Work instruction A: From the article on Mario Fernandes, extract the part that opens with the words containing "Super Mario 2: Who" and closes with "them as well).", copying it exactly.
Work instruction B: Condense the paragraph of the article on Mario Fernandes that begins "The Russian soccer team could well be" into a shorter version that keeps its main facts.
Work instruction C: Carry on writing the article on Mario Fernandes from where it stops.

Given passage:
#####

Super Mario 2: Who on Earth is this Brazilian guy playing for the Russian national team?

Reuters
Brazilian Mario Fernandes had to travel halfway round the world to realize his goals (and score them as well).

The Russian soccer team could well be the revelation of the 2018 FIFA World Cup. The lowest of all the competing nations in the FIFA rankings at tournament kick-off, the team has already reached the quarterfinals—and has no intention of stopping there. This success is in no small part due to Sao Paulo-born Mario Fernandes. Despite once playing for his native Brazil in a friendly against Japan, he is now Russia’s right-back and one of the best players in the side.

#####

Data provided:

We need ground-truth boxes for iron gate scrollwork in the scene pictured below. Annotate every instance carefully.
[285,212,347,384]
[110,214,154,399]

#####

Answer A:
Super Mario 2: Who on Earth is this Brazilian guy playing for the Russian national team?

Reuters
Brazilian Mario Fernandes had to travel halfway round the world to realize his goals (and score them as well).

Answer B: Russia entered the 2018 FIFA World Cup with the lowest FIFA ranking of any competing nation, yet has reached the quarterfinals and wants to go further. Much of this success is owed to Sao Paulo-born Mario Fernandes. He once played for Brazil in a friendly against Japan, but he is now Russia's right-back and one of its best players.

Answer C:
Getting a passport

“[I started the process of obtaining Russian citizenship] in 2015. I talked with Roman Babaev [general director of Moscow’s CSKA, Fernandes’ club side — author's note], but was then called up to the Brazilian national team. After that, we didn’t talk for a while about my citizenship. The topic cropped again in the fall that same year, before the Champions League match against Wolfsburg. I said I wanted to get a Russian passport. Everyone in my family supported me. When my father said it was a great idea, I went straight to Babaev’s office for a chat and we started the process,” Fernandes describes the start of his naturalization in an interview with Rossiyskaya Gazeta.

As a result, Mario received Russian citizenship in the summer of 2016, bypassing language exams and other formalities. The process was fast-tracked; all the player had to do was pick up his documents. Strangely, no one at that time was talking about Fernandes playing for Russia. His citizenship was handled by the club and solely in its own interests, since naturalizing Mario freed up space for another “mercenary” (there are limits on the number of foreign players Russian clubs are allowed to sign). Besides, Team Russia wasn’t short of right backs, and Mario wasn’t even the most obvious candidate for the job.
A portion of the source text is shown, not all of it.